Soal A – Dalam teks tentang perayaan Rumi di Konya, pakaian apa saja yang dikenakan para peserta ritual, dan apa lambang masing-masing?
Soal B – Salin persis bagian teks tentang perayaan Rumi di Konya, dimulai dari kata-kata yang memuat "Ritual dimulai dengan" dan berakhir setelah "dan instrumen lainnya.".

Potongan Teks –
******************************
REPUBLIKA.CO.ID, KONYA -- Setiap tahun, ribuan orang melakukan perjalanan ke kota Konya di Turki. Kunjungan ini untuk menghadiri serangkaian acara dan upacara selama sepekan yang menandai kematian penyair, cendekiawan Islam abad ke-13, dan Sufi, Jalaluddin Rumi.
Namun, alih-alih meratapi kematian Rumi, upacara-upacara tersebut merayakan yang diyakini para pengikutnya sebagai persatuannya dengan Tuhan. Acara utama dari "Sheb-i Arus" atau "malam persatuan" adalah ritual memesona yang dilakukan oleh para pengikut Maulawiyah dengan Tarian Sufi.
Ritual dimulai dengan pembacaan doa dan ayat-ayat dari Alquran. Mereka yang mengenakan jubah putih panjang melambangkan kain kafan, jubah hitam melambangkan makam, dan tutup kepala panjang melambangkan batu nisan, kemudian bangkit dari tanah untuk saling memberi hormat.
Meninggalkan jubah mereka di tanah, kemudian mengambil tempat di sekitar lantai melingkar dan mulai berputar untuk mencapai keadaan seperti tak sadarkan diri yang diyakini sedang menyatukan diri dengan Tuhan. Ritual ini dilakukan dengan suara nyanyian dan musik dari seruling dan instrumen lainnya.
******************************
[Blok data]
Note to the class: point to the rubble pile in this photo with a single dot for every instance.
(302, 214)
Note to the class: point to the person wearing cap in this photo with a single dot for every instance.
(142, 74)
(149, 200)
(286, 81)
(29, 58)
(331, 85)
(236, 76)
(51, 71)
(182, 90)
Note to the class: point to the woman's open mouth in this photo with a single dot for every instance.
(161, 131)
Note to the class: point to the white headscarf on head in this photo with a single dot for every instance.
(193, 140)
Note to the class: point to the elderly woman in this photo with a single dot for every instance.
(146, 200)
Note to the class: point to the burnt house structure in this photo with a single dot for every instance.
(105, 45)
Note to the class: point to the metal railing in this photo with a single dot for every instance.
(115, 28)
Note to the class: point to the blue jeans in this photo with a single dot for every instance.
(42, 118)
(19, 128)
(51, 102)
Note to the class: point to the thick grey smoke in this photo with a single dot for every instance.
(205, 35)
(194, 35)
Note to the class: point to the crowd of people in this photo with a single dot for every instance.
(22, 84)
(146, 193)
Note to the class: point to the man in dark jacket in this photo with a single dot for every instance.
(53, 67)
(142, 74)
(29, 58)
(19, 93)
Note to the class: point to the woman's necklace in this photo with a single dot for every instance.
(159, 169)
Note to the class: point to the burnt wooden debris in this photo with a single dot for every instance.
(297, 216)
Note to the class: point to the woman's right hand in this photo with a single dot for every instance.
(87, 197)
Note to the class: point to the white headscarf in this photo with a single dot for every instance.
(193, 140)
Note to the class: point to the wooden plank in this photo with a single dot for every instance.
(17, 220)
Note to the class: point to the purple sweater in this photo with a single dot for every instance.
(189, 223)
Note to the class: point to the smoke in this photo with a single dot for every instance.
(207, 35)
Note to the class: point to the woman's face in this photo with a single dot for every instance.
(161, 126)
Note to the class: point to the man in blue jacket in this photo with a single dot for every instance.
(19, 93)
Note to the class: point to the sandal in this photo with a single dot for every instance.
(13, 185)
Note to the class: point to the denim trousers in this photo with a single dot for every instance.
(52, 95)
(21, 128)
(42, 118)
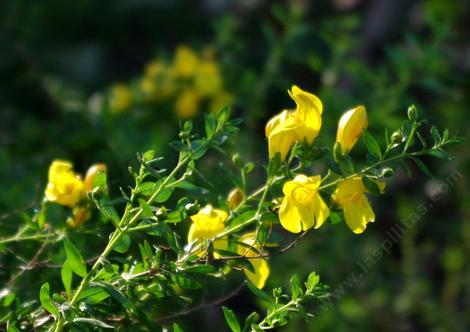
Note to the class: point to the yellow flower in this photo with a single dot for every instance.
(64, 187)
(207, 223)
(350, 127)
(187, 104)
(154, 68)
(288, 127)
(302, 206)
(350, 196)
(281, 133)
(185, 62)
(120, 99)
(260, 265)
(220, 100)
(307, 114)
(208, 80)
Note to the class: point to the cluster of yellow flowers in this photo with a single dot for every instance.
(65, 187)
(189, 80)
(302, 206)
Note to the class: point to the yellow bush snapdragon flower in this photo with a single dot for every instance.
(302, 207)
(65, 187)
(288, 127)
(350, 127)
(260, 265)
(350, 196)
(207, 223)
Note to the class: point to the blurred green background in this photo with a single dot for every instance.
(72, 86)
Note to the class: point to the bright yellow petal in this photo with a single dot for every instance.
(289, 216)
(259, 277)
(350, 127)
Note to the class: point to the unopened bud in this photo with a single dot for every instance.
(397, 136)
(387, 171)
(412, 113)
(91, 174)
(234, 198)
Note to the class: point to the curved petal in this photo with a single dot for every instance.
(289, 216)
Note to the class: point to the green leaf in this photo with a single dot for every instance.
(371, 185)
(231, 319)
(422, 167)
(435, 135)
(258, 292)
(77, 264)
(371, 144)
(92, 321)
(123, 244)
(295, 287)
(177, 328)
(66, 276)
(46, 301)
(441, 154)
(199, 269)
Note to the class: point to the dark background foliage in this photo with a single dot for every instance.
(385, 54)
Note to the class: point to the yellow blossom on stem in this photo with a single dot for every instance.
(185, 62)
(302, 207)
(64, 187)
(307, 114)
(207, 223)
(281, 133)
(350, 196)
(187, 104)
(350, 127)
(288, 127)
(260, 265)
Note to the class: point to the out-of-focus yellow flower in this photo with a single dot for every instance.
(302, 206)
(64, 187)
(220, 100)
(120, 99)
(281, 132)
(350, 196)
(208, 81)
(187, 104)
(288, 127)
(185, 62)
(260, 265)
(307, 114)
(207, 223)
(350, 127)
(91, 174)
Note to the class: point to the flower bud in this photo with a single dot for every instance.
(387, 172)
(412, 113)
(91, 174)
(234, 198)
(397, 136)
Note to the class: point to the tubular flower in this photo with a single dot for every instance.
(307, 114)
(281, 133)
(64, 187)
(302, 206)
(260, 265)
(207, 223)
(350, 127)
(350, 196)
(288, 127)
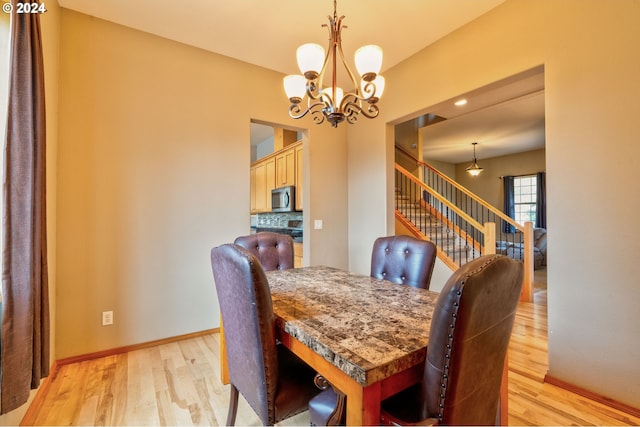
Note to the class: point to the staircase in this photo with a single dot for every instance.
(417, 216)
(463, 226)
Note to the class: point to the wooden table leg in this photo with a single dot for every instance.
(503, 415)
(224, 369)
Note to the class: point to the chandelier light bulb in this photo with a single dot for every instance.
(318, 85)
(367, 89)
(310, 58)
(368, 61)
(295, 87)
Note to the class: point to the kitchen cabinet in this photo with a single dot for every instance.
(280, 169)
(297, 255)
(286, 168)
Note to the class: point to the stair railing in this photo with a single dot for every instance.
(432, 197)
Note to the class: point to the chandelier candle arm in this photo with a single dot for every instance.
(332, 103)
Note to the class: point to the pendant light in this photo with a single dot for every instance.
(474, 169)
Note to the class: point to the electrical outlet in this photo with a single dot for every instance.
(107, 318)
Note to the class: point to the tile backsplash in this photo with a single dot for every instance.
(284, 219)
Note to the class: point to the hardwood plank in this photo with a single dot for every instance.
(178, 383)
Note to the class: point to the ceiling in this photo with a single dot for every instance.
(267, 34)
(505, 117)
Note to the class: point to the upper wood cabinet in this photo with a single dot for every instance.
(286, 168)
(276, 170)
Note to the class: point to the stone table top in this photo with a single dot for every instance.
(370, 329)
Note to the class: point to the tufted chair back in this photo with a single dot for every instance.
(274, 382)
(403, 260)
(273, 250)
******************************
Penyelesaian A –
- Jubah putih panjang: melambangkan kain kafan
- Jubah hitam: melambangkan makam
- Tutup kepala panjang: melambangkan batu nisan

Penyelesaian B –
Ritual dimulai dengan pembacaan doa dan ayat-ayat dari Alquran. Mereka yang mengenakan jubah putih panjang melambangkan kain kafan, jubah hitam melambangkan makam, dan tutup kepala panjang melambangkan batu nisan, kemudian bangkit dari tanah untuk saling memberi hormat.
Meninggalkan jubah mereka di tanah, kemudian mengambil tempat di sekitar lantai melingkar dan mulai berputar untuk mencapai keadaan seperti tak sadarkan diri yang diyakini sedang menyatukan diri dengan Tuhan. Ritual ini dilakukan dengan suara nyanyian dan musik dari seruling dan instrumen lainnya.